═══ RECORDS PROVIDED

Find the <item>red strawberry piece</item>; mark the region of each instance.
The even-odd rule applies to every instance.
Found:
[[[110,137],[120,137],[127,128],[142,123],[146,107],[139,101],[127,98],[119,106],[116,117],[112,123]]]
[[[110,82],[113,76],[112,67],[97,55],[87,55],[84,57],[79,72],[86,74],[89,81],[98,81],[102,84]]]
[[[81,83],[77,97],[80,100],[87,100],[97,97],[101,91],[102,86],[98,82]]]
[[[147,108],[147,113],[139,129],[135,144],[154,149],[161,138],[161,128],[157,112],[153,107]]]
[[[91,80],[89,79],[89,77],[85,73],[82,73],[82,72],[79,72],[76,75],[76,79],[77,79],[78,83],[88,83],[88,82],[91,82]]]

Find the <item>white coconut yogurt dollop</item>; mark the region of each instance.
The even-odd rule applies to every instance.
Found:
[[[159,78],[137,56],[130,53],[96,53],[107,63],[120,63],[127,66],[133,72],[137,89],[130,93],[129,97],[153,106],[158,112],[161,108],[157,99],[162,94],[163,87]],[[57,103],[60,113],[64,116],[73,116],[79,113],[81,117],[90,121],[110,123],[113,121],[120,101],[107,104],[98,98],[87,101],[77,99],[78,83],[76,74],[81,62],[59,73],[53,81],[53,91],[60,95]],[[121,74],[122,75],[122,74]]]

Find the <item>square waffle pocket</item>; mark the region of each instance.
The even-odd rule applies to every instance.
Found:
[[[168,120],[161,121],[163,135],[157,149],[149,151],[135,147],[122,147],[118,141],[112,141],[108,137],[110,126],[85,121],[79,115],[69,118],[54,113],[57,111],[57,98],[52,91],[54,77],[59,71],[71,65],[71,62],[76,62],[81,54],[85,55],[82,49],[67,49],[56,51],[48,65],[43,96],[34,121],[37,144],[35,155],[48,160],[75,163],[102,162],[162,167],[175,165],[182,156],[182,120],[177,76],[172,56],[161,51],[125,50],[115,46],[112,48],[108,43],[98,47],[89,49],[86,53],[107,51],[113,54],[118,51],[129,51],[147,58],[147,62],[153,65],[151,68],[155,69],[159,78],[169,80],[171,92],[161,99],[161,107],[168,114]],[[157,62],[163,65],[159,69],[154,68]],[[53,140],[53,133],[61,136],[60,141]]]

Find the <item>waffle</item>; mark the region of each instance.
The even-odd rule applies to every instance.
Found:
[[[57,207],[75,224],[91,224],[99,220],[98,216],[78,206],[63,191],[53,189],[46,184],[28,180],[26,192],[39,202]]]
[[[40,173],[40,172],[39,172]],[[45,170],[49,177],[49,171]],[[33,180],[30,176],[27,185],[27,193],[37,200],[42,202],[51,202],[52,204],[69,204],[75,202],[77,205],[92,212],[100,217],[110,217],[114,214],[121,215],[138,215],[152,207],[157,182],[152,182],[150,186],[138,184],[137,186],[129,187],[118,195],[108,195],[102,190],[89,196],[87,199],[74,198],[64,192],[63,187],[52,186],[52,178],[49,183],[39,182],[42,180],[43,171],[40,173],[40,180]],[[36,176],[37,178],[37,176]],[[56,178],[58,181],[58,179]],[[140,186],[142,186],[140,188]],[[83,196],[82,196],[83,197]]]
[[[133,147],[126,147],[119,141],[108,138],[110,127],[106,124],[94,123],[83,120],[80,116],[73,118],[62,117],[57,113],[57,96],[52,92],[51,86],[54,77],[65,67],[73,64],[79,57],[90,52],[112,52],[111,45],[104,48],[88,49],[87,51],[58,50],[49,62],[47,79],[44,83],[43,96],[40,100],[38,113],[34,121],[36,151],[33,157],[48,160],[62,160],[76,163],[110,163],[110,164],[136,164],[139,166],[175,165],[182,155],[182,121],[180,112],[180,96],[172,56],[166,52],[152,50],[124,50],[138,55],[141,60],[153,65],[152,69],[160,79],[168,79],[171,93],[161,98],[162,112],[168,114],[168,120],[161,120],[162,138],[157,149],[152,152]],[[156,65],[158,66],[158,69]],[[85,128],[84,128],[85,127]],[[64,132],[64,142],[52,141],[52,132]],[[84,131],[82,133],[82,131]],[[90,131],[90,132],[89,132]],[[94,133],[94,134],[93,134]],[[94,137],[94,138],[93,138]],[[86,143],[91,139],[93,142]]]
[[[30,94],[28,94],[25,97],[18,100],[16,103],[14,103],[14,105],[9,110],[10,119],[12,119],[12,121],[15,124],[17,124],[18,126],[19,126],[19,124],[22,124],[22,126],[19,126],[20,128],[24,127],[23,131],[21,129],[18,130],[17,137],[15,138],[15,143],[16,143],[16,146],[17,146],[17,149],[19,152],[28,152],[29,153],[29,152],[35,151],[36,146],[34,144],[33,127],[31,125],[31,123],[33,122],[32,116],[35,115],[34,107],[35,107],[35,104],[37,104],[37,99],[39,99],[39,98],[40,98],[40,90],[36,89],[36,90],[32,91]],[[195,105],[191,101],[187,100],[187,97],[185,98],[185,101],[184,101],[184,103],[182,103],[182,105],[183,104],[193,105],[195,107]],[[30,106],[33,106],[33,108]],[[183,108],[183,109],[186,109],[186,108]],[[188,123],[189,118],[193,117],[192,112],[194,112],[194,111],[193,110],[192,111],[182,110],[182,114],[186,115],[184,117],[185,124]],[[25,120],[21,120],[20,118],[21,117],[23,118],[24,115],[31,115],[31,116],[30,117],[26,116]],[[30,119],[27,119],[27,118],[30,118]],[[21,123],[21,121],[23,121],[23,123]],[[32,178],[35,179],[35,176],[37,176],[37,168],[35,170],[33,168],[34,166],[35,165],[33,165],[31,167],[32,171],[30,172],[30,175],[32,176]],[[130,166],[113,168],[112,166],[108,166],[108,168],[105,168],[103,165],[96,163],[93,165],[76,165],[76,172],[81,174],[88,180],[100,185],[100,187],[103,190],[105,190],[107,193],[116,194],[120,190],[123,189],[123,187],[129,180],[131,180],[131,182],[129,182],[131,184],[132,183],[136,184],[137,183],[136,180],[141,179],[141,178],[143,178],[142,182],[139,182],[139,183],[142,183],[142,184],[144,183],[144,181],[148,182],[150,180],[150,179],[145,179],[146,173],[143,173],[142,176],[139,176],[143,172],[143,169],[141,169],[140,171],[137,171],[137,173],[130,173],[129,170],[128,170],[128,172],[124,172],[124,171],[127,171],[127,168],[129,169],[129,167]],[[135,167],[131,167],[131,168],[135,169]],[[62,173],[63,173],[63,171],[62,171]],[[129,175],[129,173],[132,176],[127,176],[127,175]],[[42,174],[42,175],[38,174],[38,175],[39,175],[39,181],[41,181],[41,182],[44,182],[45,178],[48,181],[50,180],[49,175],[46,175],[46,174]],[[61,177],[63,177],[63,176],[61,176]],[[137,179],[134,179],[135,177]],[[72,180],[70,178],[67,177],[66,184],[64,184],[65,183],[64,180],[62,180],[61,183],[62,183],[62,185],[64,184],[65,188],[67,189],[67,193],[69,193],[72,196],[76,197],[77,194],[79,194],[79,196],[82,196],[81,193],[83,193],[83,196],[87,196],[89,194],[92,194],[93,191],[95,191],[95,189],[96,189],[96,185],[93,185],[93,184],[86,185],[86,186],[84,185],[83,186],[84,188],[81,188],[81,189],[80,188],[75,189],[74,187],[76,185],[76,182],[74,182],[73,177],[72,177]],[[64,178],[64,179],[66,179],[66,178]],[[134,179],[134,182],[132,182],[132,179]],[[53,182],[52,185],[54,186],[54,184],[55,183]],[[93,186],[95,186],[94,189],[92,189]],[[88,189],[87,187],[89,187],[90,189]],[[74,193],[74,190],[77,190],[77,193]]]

══════

• _TASK INSTRUCTIONS_: Every record above should be output exactly.

• _ANSWER TO THIS PROBLEM_:
Find the <item>red strawberry piece</item>; mark the region of each instance.
The even-odd rule applies to every instance.
Found:
[[[110,137],[120,137],[127,128],[142,123],[146,107],[139,101],[127,98],[119,106],[116,117],[112,123]]]
[[[110,82],[113,76],[112,67],[97,55],[87,55],[84,57],[79,72],[86,74],[89,81],[98,81],[102,84]]]
[[[81,83],[77,97],[80,100],[87,100],[97,97],[101,91],[102,86],[98,82]]]
[[[147,108],[147,113],[139,129],[135,144],[154,149],[161,138],[161,128],[157,112],[153,107]]]
[[[91,80],[89,79],[89,77],[85,73],[82,73],[82,72],[79,72],[76,75],[76,79],[77,79],[78,83],[88,83],[88,82],[91,82]]]

Find the <item>white coconut yogurt dollop</item>; mark the region of each instance.
The even-odd rule applies to every instance.
Found:
[[[159,78],[137,56],[130,53],[96,53],[107,63],[120,63],[127,66],[133,72],[137,89],[130,93],[129,97],[153,106],[158,112],[161,108],[157,99],[162,94],[163,87]],[[57,103],[60,113],[64,116],[73,116],[79,113],[81,117],[90,121],[110,123],[113,121],[120,101],[107,104],[98,98],[87,101],[77,99],[78,83],[76,74],[81,62],[59,73],[53,81],[53,91],[60,95]],[[121,74],[122,75],[122,74]]]

Find the <item>square waffle pocket</item>; mark the region of each instance.
The even-odd rule applies to every instance.
Found:
[[[168,120],[161,121],[163,135],[157,149],[149,151],[135,147],[122,147],[118,141],[112,141],[108,137],[110,126],[85,121],[79,115],[69,118],[54,113],[57,111],[57,98],[52,91],[54,77],[59,71],[71,65],[71,62],[76,62],[81,54],[85,55],[82,49],[67,49],[56,51],[48,65],[43,96],[34,121],[37,144],[35,155],[48,160],[75,163],[102,162],[162,167],[175,165],[182,156],[182,120],[177,76],[172,56],[161,51],[125,50],[115,46],[112,48],[108,43],[98,47],[89,49],[86,53],[107,51],[113,54],[118,51],[129,51],[147,58],[147,62],[153,65],[151,68],[155,69],[159,78],[169,80],[171,92],[161,99],[161,107],[168,114]],[[157,62],[163,65],[159,69],[154,68]],[[53,140],[53,133],[61,136],[60,141]]]

Find the <item>waffle</item>; mark the region of each instance.
The even-odd rule applies to every instance.
Found:
[[[57,207],[75,224],[91,224],[99,220],[98,216],[78,206],[63,191],[53,189],[46,184],[28,180],[26,192],[39,202]]]
[[[40,173],[40,172],[39,172]],[[45,170],[49,177],[49,171]],[[33,180],[30,176],[27,185],[27,193],[37,200],[42,202],[51,202],[52,204],[69,204],[75,202],[77,205],[92,212],[100,217],[110,217],[114,214],[121,215],[138,215],[152,207],[157,182],[152,182],[150,186],[138,184],[137,186],[129,187],[118,195],[108,195],[102,190],[89,196],[87,199],[74,198],[64,192],[63,187],[52,186],[52,178],[49,183],[39,182],[42,180],[43,171],[40,173],[40,180]],[[36,176],[37,178],[37,176]],[[56,178],[58,181],[58,179]],[[140,186],[142,186],[140,188]],[[83,196],[82,196],[83,197]]]
[[[133,147],[126,147],[119,141],[108,138],[110,127],[106,124],[94,123],[83,120],[80,116],[73,118],[62,117],[57,113],[57,96],[52,92],[51,86],[54,77],[65,67],[73,64],[79,57],[90,52],[112,52],[111,45],[104,48],[88,49],[87,51],[58,50],[49,62],[47,79],[44,83],[43,96],[40,100],[38,113],[34,121],[36,151],[33,157],[48,160],[62,160],[76,163],[110,163],[110,164],[136,164],[139,166],[175,165],[182,155],[182,121],[180,112],[180,96],[172,56],[166,52],[152,50],[124,50],[138,55],[141,60],[153,65],[152,69],[160,79],[168,79],[171,93],[161,98],[162,112],[168,114],[168,120],[161,120],[162,138],[157,149],[152,152]],[[156,65],[158,66],[158,69]],[[85,128],[84,128],[85,127]],[[64,132],[64,142],[52,141],[52,132]],[[84,131],[82,133],[82,131]],[[90,131],[90,132],[89,132]],[[94,133],[94,134],[93,134]],[[94,137],[94,138],[93,138]],[[86,143],[91,139],[93,142]]]
[[[30,94],[28,94],[25,97],[18,100],[16,103],[14,103],[14,105],[9,110],[10,119],[12,119],[12,121],[15,124],[17,124],[18,126],[19,126],[19,124],[22,124],[22,126],[19,126],[20,128],[24,127],[23,131],[21,129],[18,130],[17,137],[15,138],[15,143],[16,143],[16,146],[17,146],[17,149],[19,152],[28,152],[29,153],[29,152],[35,151],[36,146],[34,144],[33,127],[31,125],[31,123],[33,122],[32,116],[35,115],[34,107],[35,107],[35,104],[37,104],[37,99],[39,99],[39,98],[40,98],[40,90],[36,89],[36,90],[32,91]],[[195,105],[191,101],[187,100],[187,97],[185,98],[185,101],[184,101],[184,103],[182,103],[182,105],[183,104],[193,105],[195,107]],[[30,106],[33,106],[33,108]],[[183,108],[183,109],[186,109],[186,108]],[[188,123],[189,118],[193,117],[192,112],[194,112],[194,111],[193,110],[192,111],[182,110],[182,114],[186,115],[184,117],[185,124]],[[25,120],[21,120],[20,118],[21,117],[23,118],[24,115],[31,115],[31,116],[30,117],[26,116]],[[30,119],[27,119],[27,118],[30,118]],[[21,123],[21,121],[23,121],[23,123]],[[32,178],[35,179],[35,176],[37,176],[37,168],[35,170],[33,168],[34,166],[35,165],[33,165],[31,167],[32,171],[30,172],[30,175],[32,176]],[[130,166],[113,168],[112,166],[108,166],[108,168],[105,168],[103,165],[96,163],[93,165],[76,165],[76,172],[81,174],[88,180],[100,185],[100,187],[103,190],[105,190],[107,193],[116,194],[120,190],[123,189],[123,187],[129,180],[131,180],[131,182],[129,182],[131,184],[132,183],[136,184],[137,183],[136,180],[141,179],[141,178],[143,178],[142,182],[139,182],[139,183],[142,183],[142,184],[144,183],[144,181],[148,182],[150,180],[150,179],[145,179],[146,173],[143,173],[142,176],[139,176],[143,172],[143,169],[141,169],[140,171],[137,171],[137,173],[130,173],[129,170],[128,170],[128,172],[124,172],[124,171],[127,171],[127,168],[129,169],[129,167]],[[135,167],[131,167],[131,168],[135,169]],[[62,173],[63,173],[63,171],[62,171]],[[129,175],[129,173],[132,176],[127,176],[127,175]],[[42,174],[42,175],[38,174],[38,175],[39,175],[39,181],[41,181],[41,182],[44,182],[45,178],[48,181],[50,180],[49,175],[46,175],[46,174]],[[61,177],[63,177],[63,176],[61,176]],[[137,179],[134,179],[135,177]],[[72,180],[70,178],[67,177],[66,184],[64,184],[65,183],[64,180],[62,180],[61,183],[62,183],[62,185],[64,184],[65,188],[67,189],[67,193],[69,193],[72,196],[76,197],[77,194],[79,194],[79,196],[82,196],[81,193],[83,193],[83,196],[87,196],[89,194],[92,194],[93,191],[95,191],[95,189],[96,189],[96,185],[93,185],[93,184],[86,185],[86,186],[84,185],[83,186],[84,188],[81,188],[81,189],[80,188],[75,189],[74,187],[76,185],[76,182],[74,182],[73,177],[72,177]],[[64,178],[64,179],[66,179],[66,178]],[[134,179],[134,182],[132,182],[132,179]],[[53,182],[52,185],[54,186],[54,184],[55,183]],[[93,186],[95,186],[94,189],[92,189]],[[88,189],[87,187],[89,187],[90,189]],[[74,193],[74,190],[77,190],[77,193]]]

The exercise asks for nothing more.